SUPPLIED TEXT >>
- Opening Delimiter -

Yes, there is a REALLY big cut that was done about a year ago and VERY poorly at that.

They left way too much material, and it is not healing correctly.

The diameter of that piece is around 14-17 inches.

I had thought of cables, but personally I would never install them due to the liability.

I would just be scared of failure of the tree, and the law suit that would follow. It is hard to see, but the tree, even above the co-dom is REALLY big, and I have my doubts that cables (even multiple) would hold. that piece is just so super heavy that any hardware that could support it would seem to do too much damage to the tree to install.

anyway, thanks for the PHC tips. I am not a phc guy at all so any and all thoughts are welcome.
 
Re: oldoakman,

Good afternoon danielson,

I got a quick look at the video. One question, Is that a fungus conk just around the left(worst) side hiding in the mondo grass. The vid moved so quickly that I couldn't quite catch it. If it is, it would give me something more to think about. Also, it looks like the rot side faces the retaining wall, correct?? Even though the wall is old, there still could be root damage from it's construction that is a contributing factor. The crown looks good and it shows that someone spent $$ on pruning. BTW it is a Southern Red Oak which is a bit better at compartmentalizing. That is a plus. It may be a bit before I can respond back to any other questions as I am heading th Savannah for the SMA Conference. Will try to get on the hotel computers, otherwise I will be back late Wednesday.

- Closing Delimiter -

Extend the forum discussion about the poorly cut oak tree, starting after its final sentence. The entries that come after this text are not needed for anything here.

EXCERPTED RECORDS >>

- Opening Delimiter -

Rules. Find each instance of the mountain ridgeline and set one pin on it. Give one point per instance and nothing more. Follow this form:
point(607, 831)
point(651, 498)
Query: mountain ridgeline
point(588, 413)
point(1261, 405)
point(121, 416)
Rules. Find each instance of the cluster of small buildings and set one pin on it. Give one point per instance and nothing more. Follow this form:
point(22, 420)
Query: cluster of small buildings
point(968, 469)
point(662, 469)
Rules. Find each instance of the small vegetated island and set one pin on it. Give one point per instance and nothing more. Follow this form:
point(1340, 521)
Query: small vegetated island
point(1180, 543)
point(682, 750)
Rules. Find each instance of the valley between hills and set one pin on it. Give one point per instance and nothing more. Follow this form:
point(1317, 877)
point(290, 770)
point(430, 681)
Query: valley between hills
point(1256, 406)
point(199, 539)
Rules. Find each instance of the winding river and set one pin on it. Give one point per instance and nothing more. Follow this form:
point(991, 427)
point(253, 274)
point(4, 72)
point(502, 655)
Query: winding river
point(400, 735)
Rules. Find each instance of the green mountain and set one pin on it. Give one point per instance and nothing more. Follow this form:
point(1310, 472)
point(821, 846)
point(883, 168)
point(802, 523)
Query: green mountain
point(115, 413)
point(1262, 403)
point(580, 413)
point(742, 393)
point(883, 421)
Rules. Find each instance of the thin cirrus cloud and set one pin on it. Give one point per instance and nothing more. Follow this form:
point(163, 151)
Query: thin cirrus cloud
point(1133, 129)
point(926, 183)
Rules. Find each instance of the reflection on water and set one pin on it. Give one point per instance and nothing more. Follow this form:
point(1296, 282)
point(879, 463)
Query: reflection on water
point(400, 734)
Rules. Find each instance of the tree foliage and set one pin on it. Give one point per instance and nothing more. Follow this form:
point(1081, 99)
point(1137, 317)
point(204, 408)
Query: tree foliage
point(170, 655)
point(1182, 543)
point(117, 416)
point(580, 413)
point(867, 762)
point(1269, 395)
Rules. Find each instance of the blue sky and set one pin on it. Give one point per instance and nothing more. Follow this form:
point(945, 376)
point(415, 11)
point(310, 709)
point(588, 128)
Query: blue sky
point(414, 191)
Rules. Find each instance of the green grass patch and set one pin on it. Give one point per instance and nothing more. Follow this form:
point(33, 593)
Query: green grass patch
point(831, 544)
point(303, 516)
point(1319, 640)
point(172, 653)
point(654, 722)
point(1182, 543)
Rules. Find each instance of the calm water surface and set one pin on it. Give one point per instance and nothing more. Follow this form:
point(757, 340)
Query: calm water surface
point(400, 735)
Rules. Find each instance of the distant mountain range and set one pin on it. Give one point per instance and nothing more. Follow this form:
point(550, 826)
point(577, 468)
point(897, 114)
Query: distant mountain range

- Closing Delimiter -

EXERCISE RESPONSE >>
Re: oldoakman,

I agree with The Bull about taking a soil test, airspading/knifing, add compost that's low in nitrogen and add hardwood mulch. This'll help improve vigor. Since the wall was put in so long ago I'm sure the tree has adapted to it by now, I don't think it's an issue.

The white stuff in the wound is a fungus, that's not what's causing the oozing (that's probably another fungus or bacterium), but it's decaying the wood. It looks like a brown rot fungus, but without it full formed I cannot tell you which one. You wont be able to treat it and even if you scrape it off, it'll still be in the tree. I think this is what will eventually kill the tree or make it unsound. I don't know if anyone has seen trees heal over fungal infections before? I haven't.

Resistographs are great tools, but a good poor-man's method to testing soundness is to use a drill. Take an ear plug and stick it on the end of a 1/8" drill bit and drill into the tree. As you drill you'll feel the resistance and that'll tell you whether the wood's sound or decayed. The ear plug tells you how many inches you've gone into the tree.

I know there's a mathematical equation for determining whether a tree has enough sounds wood to be considered safe. Maybe someone here knows it.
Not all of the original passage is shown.